[Some data]

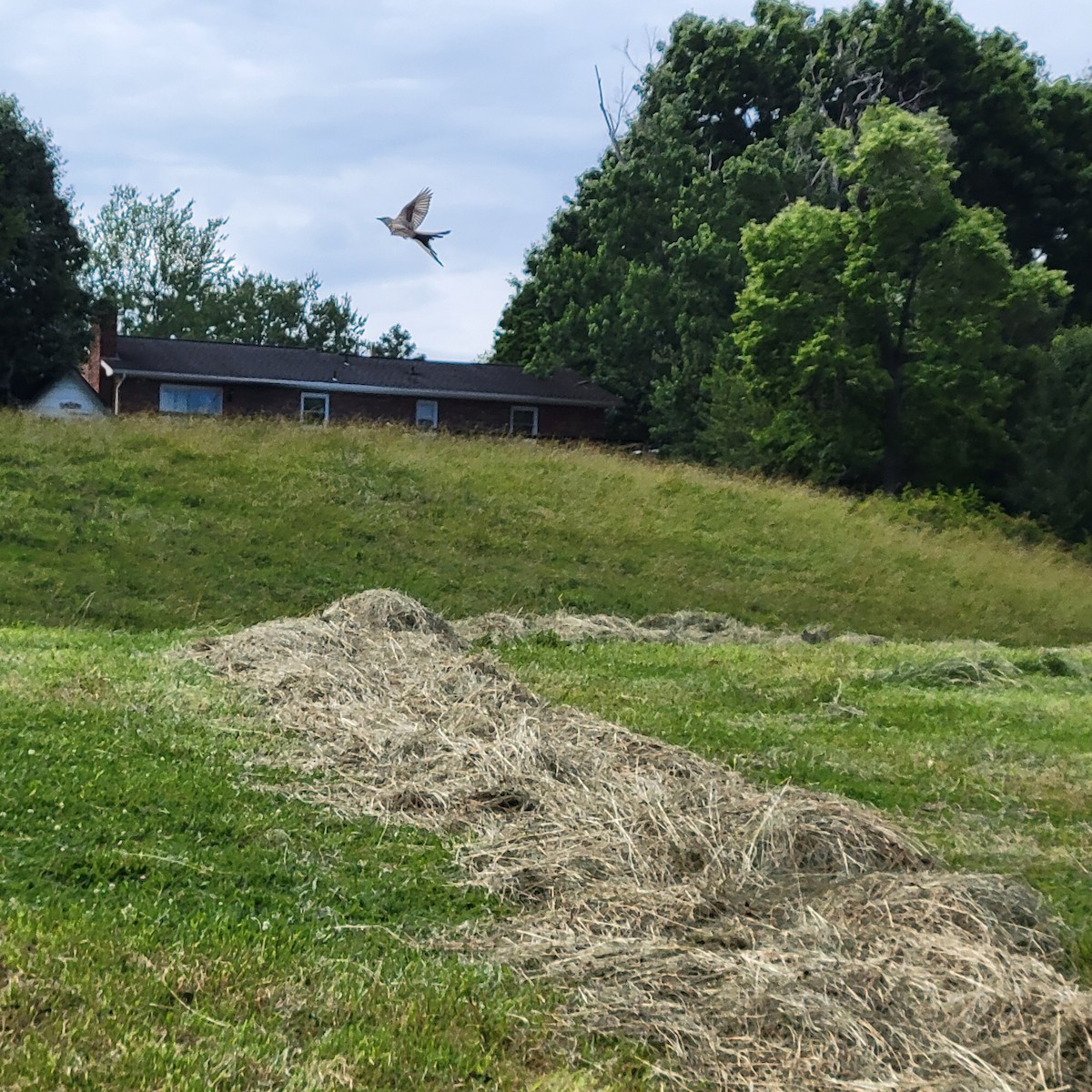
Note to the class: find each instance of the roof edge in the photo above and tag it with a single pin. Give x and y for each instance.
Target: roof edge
(601, 403)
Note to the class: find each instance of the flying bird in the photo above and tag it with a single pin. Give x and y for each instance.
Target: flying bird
(407, 223)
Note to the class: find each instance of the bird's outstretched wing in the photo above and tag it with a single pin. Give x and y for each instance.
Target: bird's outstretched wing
(415, 212)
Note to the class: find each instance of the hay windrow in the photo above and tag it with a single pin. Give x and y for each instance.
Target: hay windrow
(682, 627)
(765, 940)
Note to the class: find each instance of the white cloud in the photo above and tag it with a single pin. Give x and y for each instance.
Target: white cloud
(303, 123)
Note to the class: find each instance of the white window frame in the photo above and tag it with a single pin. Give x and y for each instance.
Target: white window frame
(326, 407)
(534, 420)
(180, 390)
(427, 413)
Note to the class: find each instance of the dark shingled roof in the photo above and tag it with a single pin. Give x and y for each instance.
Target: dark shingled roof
(300, 367)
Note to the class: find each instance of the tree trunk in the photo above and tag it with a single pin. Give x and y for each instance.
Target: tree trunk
(895, 445)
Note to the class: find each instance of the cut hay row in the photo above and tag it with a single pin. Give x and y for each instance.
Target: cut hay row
(682, 627)
(765, 940)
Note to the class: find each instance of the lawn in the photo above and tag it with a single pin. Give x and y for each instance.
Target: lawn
(170, 924)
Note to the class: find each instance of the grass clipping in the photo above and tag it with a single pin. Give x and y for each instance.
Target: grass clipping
(763, 940)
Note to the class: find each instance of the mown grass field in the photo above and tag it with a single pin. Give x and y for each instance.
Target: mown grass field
(167, 921)
(167, 924)
(152, 524)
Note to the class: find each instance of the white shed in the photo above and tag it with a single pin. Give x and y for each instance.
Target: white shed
(69, 397)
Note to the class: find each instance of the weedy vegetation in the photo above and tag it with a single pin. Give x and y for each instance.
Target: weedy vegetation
(172, 917)
(158, 523)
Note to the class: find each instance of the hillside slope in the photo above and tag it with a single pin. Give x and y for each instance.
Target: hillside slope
(156, 523)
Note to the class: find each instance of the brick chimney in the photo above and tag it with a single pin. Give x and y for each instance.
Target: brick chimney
(104, 347)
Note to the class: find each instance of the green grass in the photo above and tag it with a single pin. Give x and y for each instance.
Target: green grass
(165, 923)
(996, 775)
(147, 523)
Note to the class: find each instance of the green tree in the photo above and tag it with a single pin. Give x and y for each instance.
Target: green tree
(258, 309)
(396, 344)
(157, 267)
(169, 276)
(885, 342)
(1055, 440)
(44, 311)
(634, 283)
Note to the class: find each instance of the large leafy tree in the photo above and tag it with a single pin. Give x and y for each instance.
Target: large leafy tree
(885, 341)
(169, 276)
(44, 323)
(397, 345)
(634, 283)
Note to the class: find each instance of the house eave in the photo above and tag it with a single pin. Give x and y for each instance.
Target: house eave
(416, 392)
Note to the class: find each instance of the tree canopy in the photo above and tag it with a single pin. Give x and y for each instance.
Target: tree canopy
(169, 276)
(884, 342)
(637, 278)
(396, 344)
(44, 311)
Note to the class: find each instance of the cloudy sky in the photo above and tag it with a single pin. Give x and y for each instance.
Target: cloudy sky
(303, 123)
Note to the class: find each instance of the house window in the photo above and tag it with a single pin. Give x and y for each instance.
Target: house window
(429, 413)
(175, 398)
(523, 420)
(314, 408)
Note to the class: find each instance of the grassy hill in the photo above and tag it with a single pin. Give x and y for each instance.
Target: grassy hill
(148, 524)
(172, 922)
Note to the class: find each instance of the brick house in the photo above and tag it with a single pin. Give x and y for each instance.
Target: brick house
(170, 376)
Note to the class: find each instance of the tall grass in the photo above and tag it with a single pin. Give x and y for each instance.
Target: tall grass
(147, 523)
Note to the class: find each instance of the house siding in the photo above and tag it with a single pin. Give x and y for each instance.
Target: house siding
(139, 394)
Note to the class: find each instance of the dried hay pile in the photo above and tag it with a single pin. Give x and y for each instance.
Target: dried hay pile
(682, 627)
(767, 939)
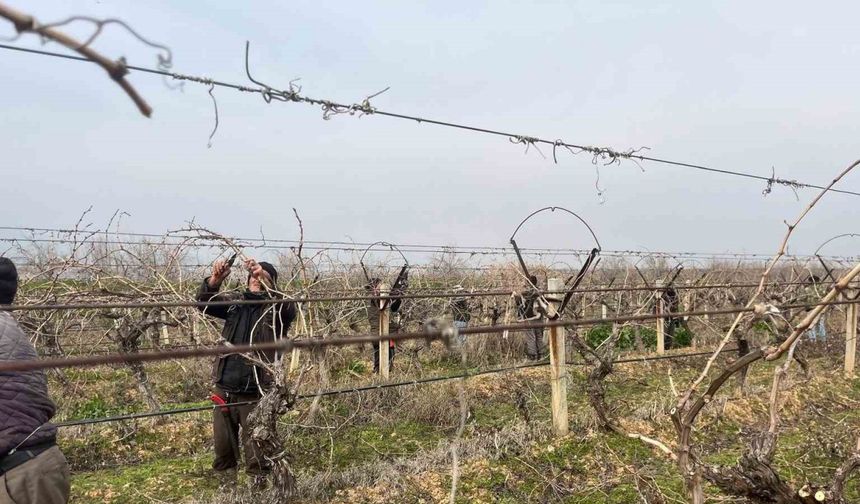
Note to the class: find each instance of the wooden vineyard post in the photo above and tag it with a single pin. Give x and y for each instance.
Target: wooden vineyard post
(558, 366)
(165, 334)
(384, 319)
(661, 324)
(850, 338)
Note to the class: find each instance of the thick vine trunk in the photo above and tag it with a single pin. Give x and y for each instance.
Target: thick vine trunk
(263, 422)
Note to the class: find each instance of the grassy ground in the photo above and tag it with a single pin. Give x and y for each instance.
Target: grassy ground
(394, 445)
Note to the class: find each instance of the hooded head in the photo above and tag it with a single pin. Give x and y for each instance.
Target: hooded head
(254, 284)
(8, 281)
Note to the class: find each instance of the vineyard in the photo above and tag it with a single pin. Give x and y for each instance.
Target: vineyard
(475, 416)
(556, 359)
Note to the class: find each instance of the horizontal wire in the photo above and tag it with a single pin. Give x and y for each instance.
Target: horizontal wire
(366, 108)
(437, 249)
(378, 386)
(286, 345)
(313, 299)
(361, 246)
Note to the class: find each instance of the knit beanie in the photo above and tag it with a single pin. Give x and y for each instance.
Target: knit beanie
(268, 268)
(8, 281)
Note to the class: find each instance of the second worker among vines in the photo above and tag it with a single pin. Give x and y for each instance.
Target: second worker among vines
(236, 377)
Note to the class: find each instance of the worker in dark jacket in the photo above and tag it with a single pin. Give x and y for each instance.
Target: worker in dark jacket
(236, 379)
(33, 470)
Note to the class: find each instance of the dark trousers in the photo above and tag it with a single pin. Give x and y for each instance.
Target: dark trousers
(376, 357)
(226, 428)
(41, 480)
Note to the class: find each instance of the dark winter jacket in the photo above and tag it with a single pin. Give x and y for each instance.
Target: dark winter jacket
(246, 324)
(25, 408)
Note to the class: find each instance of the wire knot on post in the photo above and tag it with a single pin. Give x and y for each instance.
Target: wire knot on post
(793, 184)
(119, 69)
(528, 142)
(440, 330)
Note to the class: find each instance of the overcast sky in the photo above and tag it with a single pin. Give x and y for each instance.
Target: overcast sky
(735, 85)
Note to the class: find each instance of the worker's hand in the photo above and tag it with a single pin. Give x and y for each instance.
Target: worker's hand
(220, 272)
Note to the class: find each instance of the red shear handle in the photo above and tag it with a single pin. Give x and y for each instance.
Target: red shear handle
(219, 401)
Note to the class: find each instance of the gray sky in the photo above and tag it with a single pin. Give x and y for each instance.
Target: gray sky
(735, 85)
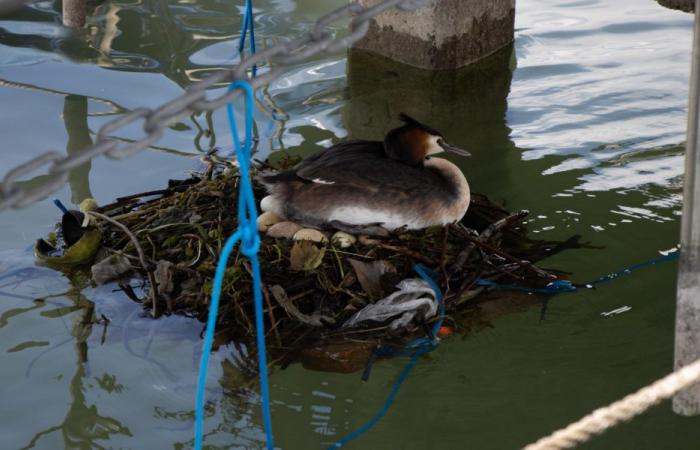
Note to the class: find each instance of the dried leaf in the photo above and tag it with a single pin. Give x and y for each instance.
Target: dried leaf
(110, 268)
(369, 275)
(306, 256)
(164, 276)
(315, 320)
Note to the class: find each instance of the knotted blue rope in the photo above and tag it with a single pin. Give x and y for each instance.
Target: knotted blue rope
(248, 26)
(417, 348)
(247, 234)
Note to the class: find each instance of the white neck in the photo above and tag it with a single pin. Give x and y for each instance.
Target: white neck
(456, 178)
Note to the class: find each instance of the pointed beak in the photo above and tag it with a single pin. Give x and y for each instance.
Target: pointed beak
(455, 150)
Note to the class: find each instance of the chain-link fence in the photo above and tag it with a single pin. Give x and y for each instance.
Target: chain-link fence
(195, 100)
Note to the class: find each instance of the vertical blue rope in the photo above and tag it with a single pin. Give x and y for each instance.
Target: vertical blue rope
(420, 347)
(247, 234)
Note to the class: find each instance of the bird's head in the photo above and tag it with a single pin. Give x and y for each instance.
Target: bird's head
(414, 142)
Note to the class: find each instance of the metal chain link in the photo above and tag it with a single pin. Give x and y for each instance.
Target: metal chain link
(154, 122)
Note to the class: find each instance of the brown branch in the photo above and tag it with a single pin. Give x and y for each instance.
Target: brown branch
(142, 258)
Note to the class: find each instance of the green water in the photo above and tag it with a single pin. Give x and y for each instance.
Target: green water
(581, 122)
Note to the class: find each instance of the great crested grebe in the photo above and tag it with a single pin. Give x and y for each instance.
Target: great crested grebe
(395, 183)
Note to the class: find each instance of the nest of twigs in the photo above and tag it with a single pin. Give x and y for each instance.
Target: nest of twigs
(171, 239)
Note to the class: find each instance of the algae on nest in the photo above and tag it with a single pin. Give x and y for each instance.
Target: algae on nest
(309, 289)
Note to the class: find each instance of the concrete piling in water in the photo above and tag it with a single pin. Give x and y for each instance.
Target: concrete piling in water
(446, 34)
(74, 13)
(683, 5)
(687, 344)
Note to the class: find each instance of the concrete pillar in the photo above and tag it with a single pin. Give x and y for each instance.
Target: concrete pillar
(74, 13)
(687, 345)
(683, 5)
(447, 34)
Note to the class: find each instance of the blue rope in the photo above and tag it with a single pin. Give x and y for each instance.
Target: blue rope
(248, 26)
(564, 286)
(247, 234)
(418, 348)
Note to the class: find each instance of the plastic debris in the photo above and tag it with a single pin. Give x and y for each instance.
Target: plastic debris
(414, 299)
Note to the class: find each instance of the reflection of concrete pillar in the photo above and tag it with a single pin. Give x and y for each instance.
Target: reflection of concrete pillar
(687, 341)
(75, 120)
(467, 105)
(447, 34)
(74, 13)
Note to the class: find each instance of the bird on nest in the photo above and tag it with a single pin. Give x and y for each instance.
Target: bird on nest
(369, 187)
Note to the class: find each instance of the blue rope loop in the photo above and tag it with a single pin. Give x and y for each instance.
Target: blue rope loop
(247, 235)
(416, 349)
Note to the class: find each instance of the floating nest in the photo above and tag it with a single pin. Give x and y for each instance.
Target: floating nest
(162, 248)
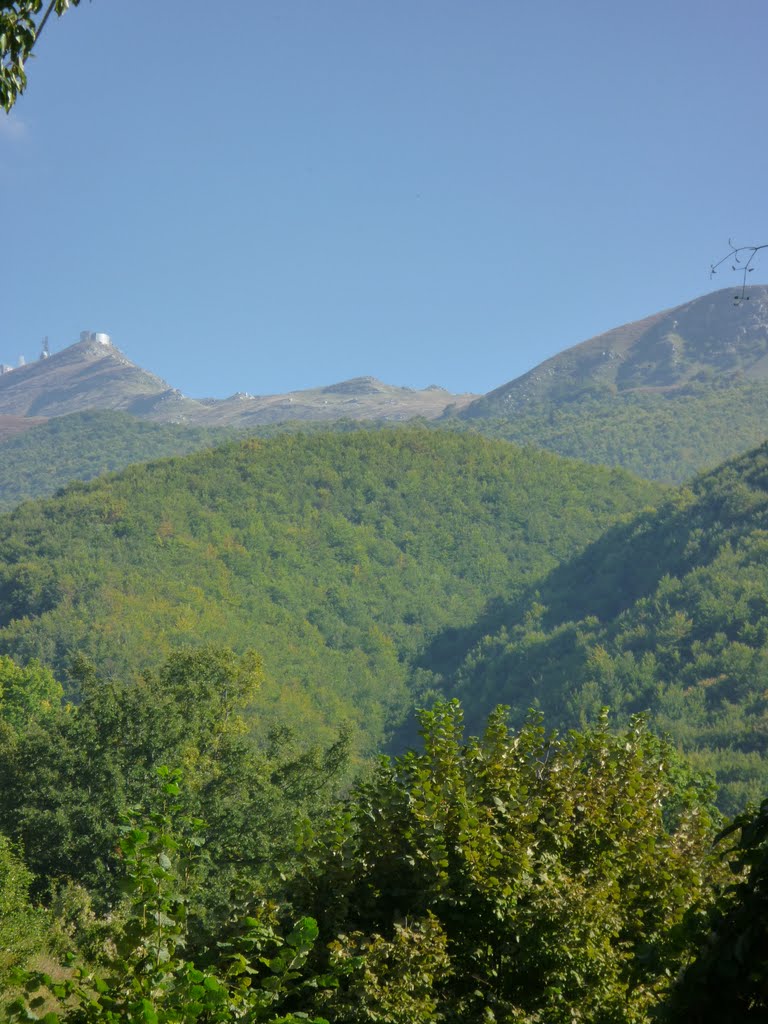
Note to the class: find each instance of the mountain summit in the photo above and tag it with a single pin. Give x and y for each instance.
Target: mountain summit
(94, 375)
(708, 338)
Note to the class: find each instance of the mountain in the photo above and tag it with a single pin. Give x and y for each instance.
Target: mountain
(665, 397)
(93, 374)
(694, 342)
(666, 614)
(335, 555)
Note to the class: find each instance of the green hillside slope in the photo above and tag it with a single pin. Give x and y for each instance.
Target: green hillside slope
(667, 435)
(668, 613)
(337, 556)
(82, 445)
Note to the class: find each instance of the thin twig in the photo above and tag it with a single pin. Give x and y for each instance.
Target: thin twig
(747, 267)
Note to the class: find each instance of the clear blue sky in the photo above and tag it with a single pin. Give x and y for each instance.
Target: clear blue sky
(267, 196)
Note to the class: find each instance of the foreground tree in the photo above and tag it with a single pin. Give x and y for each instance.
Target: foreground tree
(22, 23)
(69, 775)
(728, 981)
(145, 974)
(556, 872)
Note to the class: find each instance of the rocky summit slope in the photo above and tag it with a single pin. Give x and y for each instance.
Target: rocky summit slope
(93, 374)
(710, 338)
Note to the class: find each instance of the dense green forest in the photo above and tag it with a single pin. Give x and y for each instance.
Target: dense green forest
(84, 445)
(667, 613)
(192, 832)
(659, 434)
(336, 556)
(520, 877)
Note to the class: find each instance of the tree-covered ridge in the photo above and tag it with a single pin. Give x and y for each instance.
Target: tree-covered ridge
(336, 556)
(82, 445)
(667, 613)
(660, 434)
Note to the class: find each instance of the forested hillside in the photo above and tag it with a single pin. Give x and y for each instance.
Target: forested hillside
(336, 556)
(83, 445)
(666, 614)
(660, 434)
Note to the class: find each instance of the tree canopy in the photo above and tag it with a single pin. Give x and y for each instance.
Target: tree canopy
(22, 23)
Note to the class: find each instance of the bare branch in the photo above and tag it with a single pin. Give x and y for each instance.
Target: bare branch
(741, 259)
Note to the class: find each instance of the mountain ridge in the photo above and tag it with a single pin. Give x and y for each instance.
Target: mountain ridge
(667, 350)
(94, 374)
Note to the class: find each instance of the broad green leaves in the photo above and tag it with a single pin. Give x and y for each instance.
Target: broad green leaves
(20, 25)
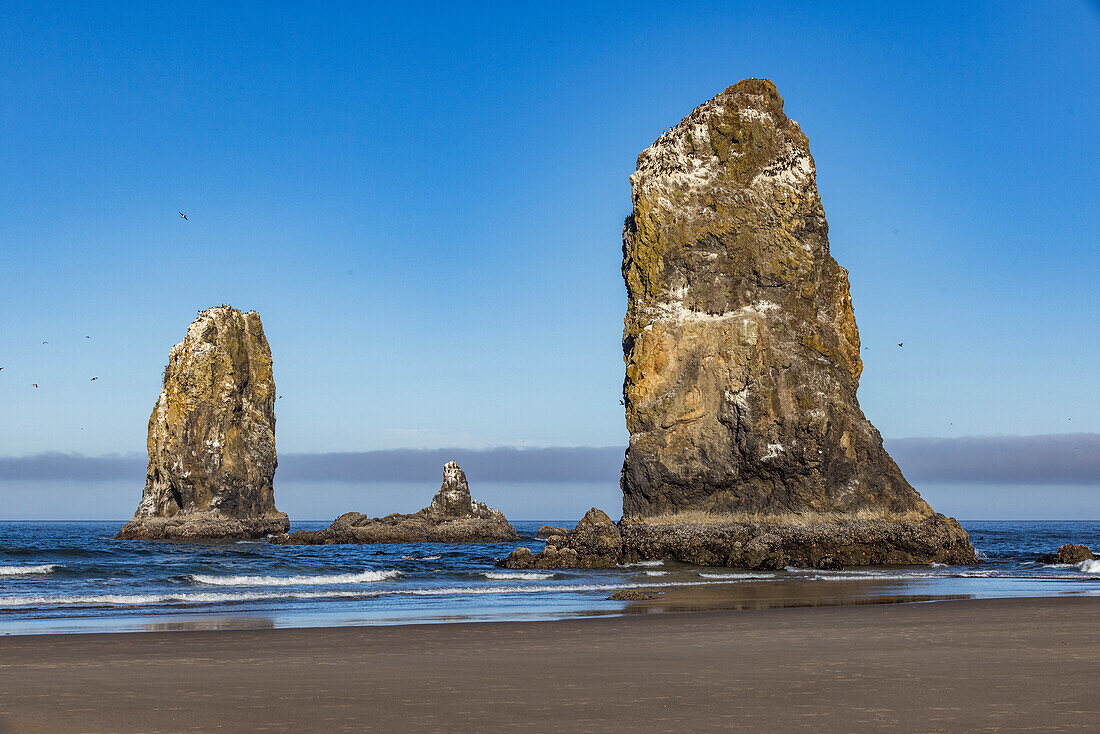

**What you are asked to do**
State how many lines of the data above contain the string "concrete", treating uppercase and lowercase as distinct. Reply with the number alone.

**In response**
6